=== Excerpt provided ===

Older versions mostly work but there do exist some incompatibilities.
Structure
---------
Everything consensus critical is found in the modules under bitcoin.core. This
rule is followed pretty strictly, for instance chain parameters are split into
consensus critical and non-consensus-critical.
bitcoin.core - Basic core definitions, datastructures, and
(context-independent) validation
bitcoin.core.key - ECC pubkeys
bitcoin.core.script - Scripts and opcodes
bitcoin.core.scripteval - Script evaluation/verification
bitcoin.core.serialize - Serialization
In the future the bitcoin.core may use the Satoshi sourcecode directly as a
library. Non-consensus critical modules include the following:
bitcoin - Chain selection
bitcoin.base58 - Base58 encoding
bitcoin.bloom - Bloom filters (incomplete)
bitcoin.net - Network communication (in flux)
bitcoin.messages - Network messages (in flux)
bitcoin.rpc - Bitcoin Core RPC interface support
bitcoin.wallet - Wallet-related code, currently Bitcoin address and private
key support
Effort has been made to follow the Satoshi source relatively closely, for
instance Python code and classes that duplicate the functionality of
corresponding Satoshi C++ code uses the same naming conventions: CTransaction,
CBlockHeader, nValue etc. Otherwise Python naming conventions are followed.

=== Data extract ===

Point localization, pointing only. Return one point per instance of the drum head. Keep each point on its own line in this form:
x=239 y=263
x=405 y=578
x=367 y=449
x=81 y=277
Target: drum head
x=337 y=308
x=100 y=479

===

__Direction__
From the excerpt on module structure, return the passage word for word, beginning at the words "Older versions mostly" and stopping after the words "critical and non-consensus-critical.". The entries have no role in any of this.

__Task solution__
Older versions mostly work but there do exist some incompatibilities.
Structure
---------
Everything consensus critical is found in the modules under bitcoin.core. This
rule is followed pretty strictly, for instance chain parameters are split into
consensus critical and non-consensus-critical.